Dennis Praet a le vent en poupe en Italie. Cette saison, il est devenu un des hommes forts de la Sampdoria et La Gazzetta dello Sport le considère même comme un des cinq meilleurs médians de Serie A. Sa longue absence au sein du noyau des Diables Rouges lui reste cependant sur l’estomac.

Il y a quelques années, Mario Balotelli portait un t-shirt sur lequel on pouvait lire : Why always me ? Dennis Praet (23 ans) pourrait l’imiter en écrivant : Why never me ? Malgré un excellent début de saison avec la Sampdoria, Roberto Martinez ne l’a toujours pas repris chez les Diables.

Lorsque nous le rencontrons, quelques heures après que le sélectionneur fédéral a dévoilé sa liste pour les matches amicaux face au Mexique et au Japon, Praet balance entre acceptation et résignation. Sa seule cap remonte déjà à la mi-décembre 2014, à l’époque de Marc Wilmots.  » Il y a quelques minutes, j’étais fâché mais je retombe vite « , dit le Louvaniste.  » Ce qui ne veut pas dire que j’oublie…  »

Scotch, son chien, l’aide à avaler la pilule. Nous sommes dans un minipalazzo avec vue sur la Mer de Ligurie et le soleil qui brille dans le ciel bleu azur permet également de prendre les choses avec davantage de recul.

Cette énième non-sélection te fait mal ?

DENNIS PRAET : On peut dire que c’est une grosse déception. Je livre une bonne saison, la Sampdoria est sixième et devance des équipes comme la Fiorentina, l’AC Milan ou Torino. En plus, quelques Diables Rouges sont blessés. J’espérais donc être appelé. C’était maintenant ou jamais. Ces deux matches amicaux constituent pratiquement les dernières occasions pour le sélectionneur de procéder à des essais. Pour celui qui n’est pas repris maintenant, la Coupe du Monde s’éloigne.

Tu avais reçu des signaux annonçant une éventuelle sélection ?

PRAET : Pas vraiment. Au début de la saison dernière, le sélectionneur est venu me voir. Du moins, c’est ce que j’ai lu car je ne l’ai pas rencontré personnellement. Que je sache, cette saison, il n’est pas venu. C’est dommage. Je suppose qu’il me suit de loin.

Il y a peu, Martinez a déclaré à Sport/Foot Magazine que tu avais évolué par rapport à la saison dernière et qu’il devait en tenir compte.

PRAET : Alors j’attends la suite. OK, dans l’entrejeu, Martinez a l’embarras du choix. La concurrence à mon poste est très forte. Mais tout de même : quand on joue dans un club bien classé en championnat d’Italie et qu’on fait partie des meilleurs chaque semaine, on doit entrer en ligne de compte pour l’équipe nationale. Soit, je suis déjà content qu’il se soit exprimé en termes positifs à mon égard.

 » Il y a dix ans, un joueur d’un bon club italien aurait toujours été sélectionné  »

Tu te poses des questions au sujet de joueurs qui jouent moins que toi cette saison mais sont tout de même sélectionnés ?

PRAET : Il ne m’appartient pas de faire des commentaires à ce sujet. Seule ma situation personnelle m’intéresse.

Ne devrais-tu pas être plus virulent, comme Radja Nainggolan ?

——

D'après l'entretien, pourquoi Dennis Praet juge-t-il que l'appel en sélection, c'était « maintenant ou jamais » ? Répondez en une à trois phrases. Appuyez-vous uniquement sur l'entretien.

(Lignes d'un jeu de données de pointage)
——

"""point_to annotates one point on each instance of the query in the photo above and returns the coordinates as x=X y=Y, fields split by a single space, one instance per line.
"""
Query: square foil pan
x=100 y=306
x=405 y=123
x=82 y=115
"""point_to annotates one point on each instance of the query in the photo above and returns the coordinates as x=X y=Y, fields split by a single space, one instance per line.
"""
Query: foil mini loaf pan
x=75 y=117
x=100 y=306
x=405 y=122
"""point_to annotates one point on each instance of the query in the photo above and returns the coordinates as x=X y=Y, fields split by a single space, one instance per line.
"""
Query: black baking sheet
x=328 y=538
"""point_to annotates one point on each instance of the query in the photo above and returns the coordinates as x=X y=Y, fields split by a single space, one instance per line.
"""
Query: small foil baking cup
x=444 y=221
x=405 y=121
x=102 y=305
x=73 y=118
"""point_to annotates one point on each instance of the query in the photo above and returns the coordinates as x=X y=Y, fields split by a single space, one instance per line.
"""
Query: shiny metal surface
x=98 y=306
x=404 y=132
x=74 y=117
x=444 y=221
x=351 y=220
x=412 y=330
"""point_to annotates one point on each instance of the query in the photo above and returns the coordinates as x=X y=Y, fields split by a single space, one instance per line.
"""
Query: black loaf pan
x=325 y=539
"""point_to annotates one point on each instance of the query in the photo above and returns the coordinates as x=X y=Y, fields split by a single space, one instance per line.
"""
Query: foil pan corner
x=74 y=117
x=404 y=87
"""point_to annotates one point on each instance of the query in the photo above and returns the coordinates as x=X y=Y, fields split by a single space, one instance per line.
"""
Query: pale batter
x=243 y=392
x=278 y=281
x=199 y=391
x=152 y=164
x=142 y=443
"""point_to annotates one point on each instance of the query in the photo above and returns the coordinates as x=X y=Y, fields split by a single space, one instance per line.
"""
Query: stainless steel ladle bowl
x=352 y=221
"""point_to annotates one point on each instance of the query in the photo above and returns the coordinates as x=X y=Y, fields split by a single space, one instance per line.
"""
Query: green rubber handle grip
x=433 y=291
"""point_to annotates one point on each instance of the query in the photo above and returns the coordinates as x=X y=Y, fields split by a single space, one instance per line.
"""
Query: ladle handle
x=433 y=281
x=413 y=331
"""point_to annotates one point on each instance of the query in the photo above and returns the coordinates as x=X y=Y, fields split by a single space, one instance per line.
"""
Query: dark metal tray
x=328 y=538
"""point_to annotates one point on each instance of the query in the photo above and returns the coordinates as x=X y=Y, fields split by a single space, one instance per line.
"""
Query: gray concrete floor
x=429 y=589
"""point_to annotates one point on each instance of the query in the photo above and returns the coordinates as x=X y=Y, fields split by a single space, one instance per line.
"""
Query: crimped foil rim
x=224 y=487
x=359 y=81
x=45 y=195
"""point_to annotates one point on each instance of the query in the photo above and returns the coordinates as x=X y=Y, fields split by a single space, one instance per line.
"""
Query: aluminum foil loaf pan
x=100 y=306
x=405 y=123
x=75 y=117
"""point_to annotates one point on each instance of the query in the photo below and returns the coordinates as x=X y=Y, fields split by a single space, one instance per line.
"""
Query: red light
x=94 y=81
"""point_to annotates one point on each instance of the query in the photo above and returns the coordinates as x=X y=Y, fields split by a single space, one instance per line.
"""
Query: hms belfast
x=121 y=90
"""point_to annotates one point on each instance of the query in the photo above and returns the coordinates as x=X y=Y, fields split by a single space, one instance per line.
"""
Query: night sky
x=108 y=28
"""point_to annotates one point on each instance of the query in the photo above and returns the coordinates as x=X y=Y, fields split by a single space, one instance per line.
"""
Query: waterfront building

——

» CORRIGÉ: Selon lui, les deux matches amicaux face au Mexique et au Japon sont pratiquement les dernières occasions pour le sélectionneur de procéder à des essais. Pour celui qui n'est pas repris à ce moment-là, la Coupe du Monde s'éloigne.